Passando agora ao nível dos confrontos locais, esperaria mais do confronto político em Lisboa. A experiência de utilização da ida a votos em Lisboa de Carlos Moedas como tirocínio político para mais altos voos não parece ter corrido pelo melhor, salvo qualquer mudança súbita do eleitorado. O alvoroço que a sua candidatura representou, que serviu até para interromper a malhação sobre Rui Rio, entrou rapidamente em rendimentos decrescentes, com alguns pormenores de estarrecer, como o foi aquela entrada no fórum da TSF como se tivesse sido convidado e se perceber que Moedas tinha telefonado como um vulgar cidadão habituado aos impulsos da rádio. Rio continua a afirmar que o seu “feeling” é que Moedas ganhará em Lisboa, contra todas as sondagens, o que sugere que Rio poderá encontrar ocupação noutras atividades que exijam “feelings” insuspeitos e ao alcance apenas de alguns. Dá alguma pena ver uma candidatura programaticamente tão interessante, sobretudo na área da habitação, como a da CDU, perder impacto por questões que transcendem a candidatura e que se prendem mais com o posicionamento político global do PCP, face ao mundo e face ao país. Aliás, basta comparar a candidatura da CDU a Lisboa e ao Porto (será que não seria possível alguém mais virado para o futuro do que a Ilda Figueiredo) para perceber a qualidade da primeira.
Por falar no Porto, o melhor indicador da debilidade de confronto aí verificado, com as sondagens anunciando a maioria absoluta de Rui Moreira, é o facto de toda a gente se interrogar se Moreira vencerá a sua batalha judicial ou se na prática Filipe Araújo será o Presidente futuro. A última sondagem é algo penosa para o PS e para o seu candidato, sugerindo que o que nasce torto …
No meu post anterior sobre autárquicas já falei de alguns confrontos sobre os quais valerá a pena direcionar a atenção.

● ● ● ●

● **REQUISITO 1**: Enumere todas as pessoas referidas pelo nome no texto sobre as autárquicas.
● **REQUISITO 2**: No texto sobre as autárquicas, em que área se destaca a candidatura da CDU a Lisboa como programaticamente interessante?

● ● ● ●

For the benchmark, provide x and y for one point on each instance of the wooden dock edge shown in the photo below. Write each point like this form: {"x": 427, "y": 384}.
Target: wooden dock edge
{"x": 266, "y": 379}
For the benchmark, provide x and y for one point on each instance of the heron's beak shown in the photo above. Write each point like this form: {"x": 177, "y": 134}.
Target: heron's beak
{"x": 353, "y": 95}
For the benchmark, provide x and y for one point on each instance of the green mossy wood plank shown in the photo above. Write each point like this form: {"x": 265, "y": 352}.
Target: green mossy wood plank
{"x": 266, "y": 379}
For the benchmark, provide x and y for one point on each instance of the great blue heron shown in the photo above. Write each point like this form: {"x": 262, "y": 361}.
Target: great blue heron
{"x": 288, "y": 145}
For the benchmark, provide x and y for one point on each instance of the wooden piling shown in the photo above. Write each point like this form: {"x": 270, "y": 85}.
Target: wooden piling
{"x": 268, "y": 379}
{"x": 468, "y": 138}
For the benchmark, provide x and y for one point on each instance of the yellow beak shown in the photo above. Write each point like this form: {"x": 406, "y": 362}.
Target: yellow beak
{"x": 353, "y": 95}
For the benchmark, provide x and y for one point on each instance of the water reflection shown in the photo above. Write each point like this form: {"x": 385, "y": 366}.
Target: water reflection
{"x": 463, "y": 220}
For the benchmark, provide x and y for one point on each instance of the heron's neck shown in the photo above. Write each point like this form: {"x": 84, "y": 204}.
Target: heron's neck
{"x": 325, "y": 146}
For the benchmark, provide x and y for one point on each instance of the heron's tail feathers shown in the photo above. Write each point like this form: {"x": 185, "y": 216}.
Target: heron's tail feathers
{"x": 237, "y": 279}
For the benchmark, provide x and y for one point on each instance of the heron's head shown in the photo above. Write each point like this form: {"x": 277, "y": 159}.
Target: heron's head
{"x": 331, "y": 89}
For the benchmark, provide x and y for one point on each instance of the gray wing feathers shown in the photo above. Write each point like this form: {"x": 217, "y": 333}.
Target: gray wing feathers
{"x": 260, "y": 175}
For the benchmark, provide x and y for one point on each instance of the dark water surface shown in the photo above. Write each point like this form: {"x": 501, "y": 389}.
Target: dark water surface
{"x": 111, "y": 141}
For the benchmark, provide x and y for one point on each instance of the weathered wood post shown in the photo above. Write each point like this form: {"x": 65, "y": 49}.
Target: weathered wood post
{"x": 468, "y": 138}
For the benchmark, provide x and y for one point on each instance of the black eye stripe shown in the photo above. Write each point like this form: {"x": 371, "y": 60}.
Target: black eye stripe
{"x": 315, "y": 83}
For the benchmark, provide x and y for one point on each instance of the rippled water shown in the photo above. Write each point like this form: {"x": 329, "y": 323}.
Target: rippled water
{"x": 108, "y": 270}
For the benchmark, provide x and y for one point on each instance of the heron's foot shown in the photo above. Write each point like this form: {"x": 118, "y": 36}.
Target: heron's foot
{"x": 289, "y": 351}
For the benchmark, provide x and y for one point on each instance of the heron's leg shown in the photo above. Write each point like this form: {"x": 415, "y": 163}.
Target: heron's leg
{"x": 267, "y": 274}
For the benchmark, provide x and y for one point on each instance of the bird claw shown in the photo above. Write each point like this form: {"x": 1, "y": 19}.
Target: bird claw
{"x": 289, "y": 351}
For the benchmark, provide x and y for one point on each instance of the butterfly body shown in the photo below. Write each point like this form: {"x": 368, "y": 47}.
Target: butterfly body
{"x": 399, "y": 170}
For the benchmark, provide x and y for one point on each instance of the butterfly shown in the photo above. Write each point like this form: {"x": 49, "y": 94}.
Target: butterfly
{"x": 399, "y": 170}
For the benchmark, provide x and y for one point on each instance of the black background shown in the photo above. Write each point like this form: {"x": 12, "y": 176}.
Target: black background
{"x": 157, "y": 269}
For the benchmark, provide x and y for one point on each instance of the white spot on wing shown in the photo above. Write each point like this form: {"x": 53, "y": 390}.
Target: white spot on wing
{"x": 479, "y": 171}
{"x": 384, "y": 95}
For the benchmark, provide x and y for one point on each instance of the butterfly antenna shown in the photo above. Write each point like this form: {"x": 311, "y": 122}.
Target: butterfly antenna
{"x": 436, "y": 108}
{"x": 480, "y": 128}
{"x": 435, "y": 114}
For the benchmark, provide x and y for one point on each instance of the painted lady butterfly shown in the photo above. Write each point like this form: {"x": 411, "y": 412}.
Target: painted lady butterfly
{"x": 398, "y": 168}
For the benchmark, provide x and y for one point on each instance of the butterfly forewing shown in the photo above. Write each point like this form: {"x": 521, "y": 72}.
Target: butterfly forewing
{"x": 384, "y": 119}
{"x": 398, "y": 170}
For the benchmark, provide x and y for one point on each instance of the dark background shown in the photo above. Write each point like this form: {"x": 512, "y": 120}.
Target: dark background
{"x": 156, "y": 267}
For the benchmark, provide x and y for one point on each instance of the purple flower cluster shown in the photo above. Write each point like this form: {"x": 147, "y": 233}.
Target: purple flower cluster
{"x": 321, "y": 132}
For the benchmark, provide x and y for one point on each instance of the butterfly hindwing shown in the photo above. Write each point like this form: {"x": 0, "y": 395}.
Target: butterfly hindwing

● ● ● ●

● **RESPOSTA ESCRITA 1**: Carlos Moedas, Rui Rio, Ilda Figueiredo, Rui Moreira e Filipe Araújo.

● **RESPOSTA ESCRITA 2**: Na área da habitação.